**Supplied passage**:
It reminds me of GoLang's context, and it should've existed in any language dealing with multi-threading, as a way of carrying info about parent thread/process (and tokens) for trace propagation, etc.
The Odin programming language uses an implicit context pointer like Jai, and is freely available and open source.
Thanks! I should check it out!
I sincerely dread that by the time jblow releases jai, people will just have moved on to zig or rust, and that it will just become irrelevant.
I'm sure jblow is having the same fears, and I hope to be wrong.
Still, it's fun to be remembering the first few videos about "hey, I have those ideas for a language". Great that he could afford to work on it.
Sometimes, mandalas are what we need.
I think the Zig community should worry more about when Jai is released. Esp given that Zig isn’t anywhere near 1.0 yet, and feature wise it’s a rather sparse language that has first mover advantage over alternatives, but as a language it actually doesn’t bring many new tools AND is bad with IDEs.

**Set problem**:
Reproduce the comments on the Jai programming language word for word, in their entirety.

[Location identification items]
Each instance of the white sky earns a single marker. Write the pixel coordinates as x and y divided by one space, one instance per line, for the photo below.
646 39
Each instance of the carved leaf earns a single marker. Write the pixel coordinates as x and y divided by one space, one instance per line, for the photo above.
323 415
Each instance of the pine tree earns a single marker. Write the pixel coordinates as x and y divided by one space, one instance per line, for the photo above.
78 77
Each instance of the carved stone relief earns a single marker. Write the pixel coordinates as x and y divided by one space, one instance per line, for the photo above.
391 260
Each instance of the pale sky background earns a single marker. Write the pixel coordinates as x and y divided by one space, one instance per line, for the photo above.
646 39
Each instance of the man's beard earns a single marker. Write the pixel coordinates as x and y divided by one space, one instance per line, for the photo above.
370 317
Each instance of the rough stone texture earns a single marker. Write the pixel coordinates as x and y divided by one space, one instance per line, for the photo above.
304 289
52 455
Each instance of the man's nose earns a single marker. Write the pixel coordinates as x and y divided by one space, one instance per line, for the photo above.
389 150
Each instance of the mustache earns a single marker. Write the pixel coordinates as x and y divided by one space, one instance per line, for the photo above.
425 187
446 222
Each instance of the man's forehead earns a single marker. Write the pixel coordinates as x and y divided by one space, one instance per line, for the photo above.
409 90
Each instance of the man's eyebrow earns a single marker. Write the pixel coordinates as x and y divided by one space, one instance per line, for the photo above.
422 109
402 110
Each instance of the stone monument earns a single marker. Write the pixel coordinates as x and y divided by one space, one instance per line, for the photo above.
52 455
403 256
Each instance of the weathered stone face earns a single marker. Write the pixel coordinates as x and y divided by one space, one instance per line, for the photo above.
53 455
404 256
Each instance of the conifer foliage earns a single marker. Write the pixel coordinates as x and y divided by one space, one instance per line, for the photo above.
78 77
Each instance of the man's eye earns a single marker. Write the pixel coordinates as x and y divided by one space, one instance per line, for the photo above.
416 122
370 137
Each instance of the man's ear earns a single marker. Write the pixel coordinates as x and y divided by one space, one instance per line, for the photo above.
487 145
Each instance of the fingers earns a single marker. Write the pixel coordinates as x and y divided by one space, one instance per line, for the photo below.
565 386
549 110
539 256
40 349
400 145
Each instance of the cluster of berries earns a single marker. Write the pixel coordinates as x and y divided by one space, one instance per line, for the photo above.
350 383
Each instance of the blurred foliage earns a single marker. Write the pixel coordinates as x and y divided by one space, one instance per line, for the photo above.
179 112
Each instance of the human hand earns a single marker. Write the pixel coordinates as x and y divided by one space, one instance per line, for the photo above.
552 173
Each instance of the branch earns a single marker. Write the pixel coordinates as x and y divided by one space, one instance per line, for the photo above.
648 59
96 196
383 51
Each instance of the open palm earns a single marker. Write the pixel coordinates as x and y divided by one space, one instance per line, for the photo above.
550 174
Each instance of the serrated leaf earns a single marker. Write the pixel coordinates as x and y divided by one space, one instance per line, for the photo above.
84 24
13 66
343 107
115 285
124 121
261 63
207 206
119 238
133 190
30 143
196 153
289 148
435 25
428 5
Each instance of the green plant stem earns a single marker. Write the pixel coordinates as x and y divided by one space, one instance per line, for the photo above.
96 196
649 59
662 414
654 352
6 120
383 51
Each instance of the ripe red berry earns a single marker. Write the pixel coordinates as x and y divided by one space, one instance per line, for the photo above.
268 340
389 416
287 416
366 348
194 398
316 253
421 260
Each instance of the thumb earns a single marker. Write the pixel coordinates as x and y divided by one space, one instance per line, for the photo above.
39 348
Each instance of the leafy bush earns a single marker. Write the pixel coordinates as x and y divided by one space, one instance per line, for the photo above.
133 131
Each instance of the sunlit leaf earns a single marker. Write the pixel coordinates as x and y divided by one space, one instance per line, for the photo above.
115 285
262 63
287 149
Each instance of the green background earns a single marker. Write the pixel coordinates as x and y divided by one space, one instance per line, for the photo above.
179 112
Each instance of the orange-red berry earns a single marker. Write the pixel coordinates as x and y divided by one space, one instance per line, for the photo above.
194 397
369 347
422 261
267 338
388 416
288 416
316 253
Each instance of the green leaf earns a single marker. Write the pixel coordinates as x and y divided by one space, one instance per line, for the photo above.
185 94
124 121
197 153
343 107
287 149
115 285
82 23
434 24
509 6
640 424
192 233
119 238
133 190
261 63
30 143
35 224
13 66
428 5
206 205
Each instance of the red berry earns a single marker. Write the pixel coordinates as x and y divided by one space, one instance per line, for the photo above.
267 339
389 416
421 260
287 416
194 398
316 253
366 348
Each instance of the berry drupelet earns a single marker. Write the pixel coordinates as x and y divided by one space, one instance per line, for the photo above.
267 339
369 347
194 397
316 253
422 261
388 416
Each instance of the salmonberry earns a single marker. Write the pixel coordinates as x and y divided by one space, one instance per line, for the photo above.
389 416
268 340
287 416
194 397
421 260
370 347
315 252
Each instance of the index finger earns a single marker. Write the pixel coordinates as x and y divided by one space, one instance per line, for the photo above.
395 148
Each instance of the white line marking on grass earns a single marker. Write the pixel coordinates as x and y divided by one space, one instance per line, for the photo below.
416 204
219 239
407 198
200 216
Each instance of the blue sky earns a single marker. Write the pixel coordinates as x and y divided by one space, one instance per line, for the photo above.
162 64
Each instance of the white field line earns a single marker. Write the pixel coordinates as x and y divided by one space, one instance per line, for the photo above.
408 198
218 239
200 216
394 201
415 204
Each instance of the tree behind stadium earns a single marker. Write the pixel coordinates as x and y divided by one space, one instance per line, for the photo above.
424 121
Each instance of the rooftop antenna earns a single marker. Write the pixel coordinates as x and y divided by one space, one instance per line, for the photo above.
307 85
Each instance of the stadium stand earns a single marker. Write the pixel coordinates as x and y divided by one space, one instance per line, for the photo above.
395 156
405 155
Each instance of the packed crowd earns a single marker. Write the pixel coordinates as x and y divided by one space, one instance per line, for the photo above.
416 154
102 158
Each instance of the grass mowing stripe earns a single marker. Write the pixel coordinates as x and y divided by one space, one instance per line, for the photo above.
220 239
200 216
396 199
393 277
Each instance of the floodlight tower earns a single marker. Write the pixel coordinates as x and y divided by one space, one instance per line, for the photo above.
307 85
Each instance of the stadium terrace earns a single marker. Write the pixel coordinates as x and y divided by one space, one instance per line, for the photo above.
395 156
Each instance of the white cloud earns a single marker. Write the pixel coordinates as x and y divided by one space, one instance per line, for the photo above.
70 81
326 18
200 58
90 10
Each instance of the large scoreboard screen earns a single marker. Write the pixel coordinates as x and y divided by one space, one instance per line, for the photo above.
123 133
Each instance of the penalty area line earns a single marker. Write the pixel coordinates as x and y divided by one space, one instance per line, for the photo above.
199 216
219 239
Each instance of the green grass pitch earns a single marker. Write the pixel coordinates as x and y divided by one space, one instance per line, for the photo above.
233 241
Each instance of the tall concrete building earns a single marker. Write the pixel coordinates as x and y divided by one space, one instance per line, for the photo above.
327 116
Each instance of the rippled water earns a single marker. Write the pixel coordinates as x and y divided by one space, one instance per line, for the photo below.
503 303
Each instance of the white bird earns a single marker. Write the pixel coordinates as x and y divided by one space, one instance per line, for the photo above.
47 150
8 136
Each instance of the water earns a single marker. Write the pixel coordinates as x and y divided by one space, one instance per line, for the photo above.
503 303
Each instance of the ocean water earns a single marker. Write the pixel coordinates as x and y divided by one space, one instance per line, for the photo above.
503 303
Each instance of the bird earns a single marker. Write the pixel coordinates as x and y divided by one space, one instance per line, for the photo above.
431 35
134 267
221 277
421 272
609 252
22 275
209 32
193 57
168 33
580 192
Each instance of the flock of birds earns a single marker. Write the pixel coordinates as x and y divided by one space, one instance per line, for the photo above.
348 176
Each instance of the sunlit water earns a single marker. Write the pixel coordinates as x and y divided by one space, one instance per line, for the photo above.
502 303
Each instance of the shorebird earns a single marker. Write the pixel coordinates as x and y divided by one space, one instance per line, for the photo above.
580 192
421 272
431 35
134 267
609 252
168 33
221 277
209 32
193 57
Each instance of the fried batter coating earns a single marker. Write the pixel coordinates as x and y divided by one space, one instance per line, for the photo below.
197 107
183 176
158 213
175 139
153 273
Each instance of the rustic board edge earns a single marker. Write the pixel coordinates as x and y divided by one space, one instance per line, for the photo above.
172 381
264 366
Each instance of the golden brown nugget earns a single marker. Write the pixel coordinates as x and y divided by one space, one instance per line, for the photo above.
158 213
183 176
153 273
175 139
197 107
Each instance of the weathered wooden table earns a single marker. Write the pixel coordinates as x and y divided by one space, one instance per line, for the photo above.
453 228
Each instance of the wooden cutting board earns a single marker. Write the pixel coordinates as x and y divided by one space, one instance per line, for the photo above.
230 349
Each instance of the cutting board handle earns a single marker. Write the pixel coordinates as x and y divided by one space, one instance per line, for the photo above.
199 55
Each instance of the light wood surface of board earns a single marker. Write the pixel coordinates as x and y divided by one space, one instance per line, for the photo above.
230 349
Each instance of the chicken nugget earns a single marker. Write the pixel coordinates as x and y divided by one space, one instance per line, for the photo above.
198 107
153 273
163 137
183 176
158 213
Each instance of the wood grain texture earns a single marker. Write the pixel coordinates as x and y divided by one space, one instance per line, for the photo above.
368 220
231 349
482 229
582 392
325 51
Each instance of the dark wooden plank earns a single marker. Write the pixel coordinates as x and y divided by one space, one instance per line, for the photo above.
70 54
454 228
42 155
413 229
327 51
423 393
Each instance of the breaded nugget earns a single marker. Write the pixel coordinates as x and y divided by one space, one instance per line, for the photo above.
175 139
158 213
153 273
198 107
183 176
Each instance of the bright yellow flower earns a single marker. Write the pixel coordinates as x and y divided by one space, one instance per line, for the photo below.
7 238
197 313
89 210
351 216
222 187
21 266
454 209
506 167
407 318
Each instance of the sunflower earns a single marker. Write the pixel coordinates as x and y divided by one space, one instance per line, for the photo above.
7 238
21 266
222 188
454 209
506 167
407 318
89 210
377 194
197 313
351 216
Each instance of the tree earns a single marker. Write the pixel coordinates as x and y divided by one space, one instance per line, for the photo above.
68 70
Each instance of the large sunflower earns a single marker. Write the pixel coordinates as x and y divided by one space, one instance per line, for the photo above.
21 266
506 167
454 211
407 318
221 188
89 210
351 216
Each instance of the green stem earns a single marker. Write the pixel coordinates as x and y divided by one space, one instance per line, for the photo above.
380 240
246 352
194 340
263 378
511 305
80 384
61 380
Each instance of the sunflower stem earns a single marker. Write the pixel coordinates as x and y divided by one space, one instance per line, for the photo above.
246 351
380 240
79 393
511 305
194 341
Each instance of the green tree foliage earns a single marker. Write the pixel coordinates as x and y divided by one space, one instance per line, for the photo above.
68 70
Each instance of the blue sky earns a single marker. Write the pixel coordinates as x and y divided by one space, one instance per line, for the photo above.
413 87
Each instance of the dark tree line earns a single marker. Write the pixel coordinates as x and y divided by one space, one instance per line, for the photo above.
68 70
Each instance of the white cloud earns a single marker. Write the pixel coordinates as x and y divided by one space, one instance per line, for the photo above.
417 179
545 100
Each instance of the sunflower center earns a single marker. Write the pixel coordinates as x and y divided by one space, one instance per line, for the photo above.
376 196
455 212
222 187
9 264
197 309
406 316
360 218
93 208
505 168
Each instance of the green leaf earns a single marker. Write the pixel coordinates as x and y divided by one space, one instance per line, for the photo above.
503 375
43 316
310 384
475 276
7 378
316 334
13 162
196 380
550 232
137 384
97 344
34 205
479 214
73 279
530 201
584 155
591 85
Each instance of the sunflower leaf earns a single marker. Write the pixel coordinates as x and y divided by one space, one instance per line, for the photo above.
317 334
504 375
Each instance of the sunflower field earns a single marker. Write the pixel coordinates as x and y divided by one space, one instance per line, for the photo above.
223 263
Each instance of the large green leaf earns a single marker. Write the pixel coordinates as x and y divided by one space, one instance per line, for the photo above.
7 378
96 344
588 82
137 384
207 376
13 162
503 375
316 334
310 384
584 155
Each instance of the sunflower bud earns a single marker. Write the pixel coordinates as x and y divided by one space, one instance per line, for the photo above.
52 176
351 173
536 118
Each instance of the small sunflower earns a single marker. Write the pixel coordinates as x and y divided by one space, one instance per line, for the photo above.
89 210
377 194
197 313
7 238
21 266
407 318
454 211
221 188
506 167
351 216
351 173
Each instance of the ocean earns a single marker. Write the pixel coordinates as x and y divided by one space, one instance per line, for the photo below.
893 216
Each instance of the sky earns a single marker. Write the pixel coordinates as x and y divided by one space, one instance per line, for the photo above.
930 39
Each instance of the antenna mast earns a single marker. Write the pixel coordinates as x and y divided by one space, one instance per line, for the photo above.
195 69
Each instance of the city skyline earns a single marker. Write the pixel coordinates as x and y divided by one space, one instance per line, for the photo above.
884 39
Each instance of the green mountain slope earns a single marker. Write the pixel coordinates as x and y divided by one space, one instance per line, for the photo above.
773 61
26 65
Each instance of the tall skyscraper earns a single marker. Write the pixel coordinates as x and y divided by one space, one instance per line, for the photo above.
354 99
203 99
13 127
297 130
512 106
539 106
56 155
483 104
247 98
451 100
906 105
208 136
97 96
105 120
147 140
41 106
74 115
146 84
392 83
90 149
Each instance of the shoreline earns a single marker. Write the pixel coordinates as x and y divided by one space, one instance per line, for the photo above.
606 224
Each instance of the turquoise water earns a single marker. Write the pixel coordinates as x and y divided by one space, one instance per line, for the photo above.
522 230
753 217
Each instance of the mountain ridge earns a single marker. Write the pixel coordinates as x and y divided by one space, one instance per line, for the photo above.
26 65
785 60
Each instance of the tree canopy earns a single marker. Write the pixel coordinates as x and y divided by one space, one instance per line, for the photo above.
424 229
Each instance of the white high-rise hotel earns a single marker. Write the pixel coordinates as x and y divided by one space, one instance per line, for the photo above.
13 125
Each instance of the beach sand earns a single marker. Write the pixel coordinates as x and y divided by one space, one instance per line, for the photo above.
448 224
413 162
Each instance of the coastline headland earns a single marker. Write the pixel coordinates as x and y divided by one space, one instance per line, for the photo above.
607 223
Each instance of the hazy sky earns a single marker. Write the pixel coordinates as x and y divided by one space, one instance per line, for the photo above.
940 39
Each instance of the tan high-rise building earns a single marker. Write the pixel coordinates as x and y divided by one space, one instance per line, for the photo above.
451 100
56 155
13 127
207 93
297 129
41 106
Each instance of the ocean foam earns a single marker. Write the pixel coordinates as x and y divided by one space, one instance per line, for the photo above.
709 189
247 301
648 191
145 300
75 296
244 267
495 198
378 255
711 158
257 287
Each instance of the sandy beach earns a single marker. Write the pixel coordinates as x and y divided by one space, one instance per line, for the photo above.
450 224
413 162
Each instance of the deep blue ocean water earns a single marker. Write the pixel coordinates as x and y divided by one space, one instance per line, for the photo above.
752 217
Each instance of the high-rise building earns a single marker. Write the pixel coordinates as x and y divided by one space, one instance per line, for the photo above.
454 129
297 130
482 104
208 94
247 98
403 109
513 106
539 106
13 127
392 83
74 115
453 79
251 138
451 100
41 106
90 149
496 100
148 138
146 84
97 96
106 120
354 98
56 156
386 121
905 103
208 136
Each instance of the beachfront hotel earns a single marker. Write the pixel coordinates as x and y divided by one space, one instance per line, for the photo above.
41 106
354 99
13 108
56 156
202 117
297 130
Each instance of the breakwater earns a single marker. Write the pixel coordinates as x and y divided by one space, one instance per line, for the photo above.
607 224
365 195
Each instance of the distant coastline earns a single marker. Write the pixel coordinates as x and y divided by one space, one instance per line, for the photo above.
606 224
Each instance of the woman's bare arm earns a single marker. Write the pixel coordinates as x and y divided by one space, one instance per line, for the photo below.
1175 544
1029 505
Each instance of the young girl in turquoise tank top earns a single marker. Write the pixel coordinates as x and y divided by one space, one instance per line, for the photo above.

**Answer for this exercise**:
It reminds me of GoLang's context, and it should've existed in any language dealing with multi-threading, as a way of carrying info about parent thread/process (and tokens) for trace propagation, etc.
The Odin programming language uses an implicit context pointer like Jai, and is freely available and open source.
Thanks! I should check it out!
I sincerely dread that by the time jblow releases jai, people will just have moved on to zig or rust, and that it will just become irrelevant.
I'm sure jblow is having the same fears, and I hope to be wrong.
Still, it's fun to be remembering the first few videos about "hey, I have those ideas for a language". Great that he could afford to work on it.
Sometimes, mandalas are what we need.
I think the Zig community should worry more about when Jai is released. Esp given that Zig isn’t anywhere near 1.0 yet, and feature wise it’s a rather sparse language that has first mover advantage over alternatives, but as a language it actually doesn’t bring many new tools AND is bad with IDEs.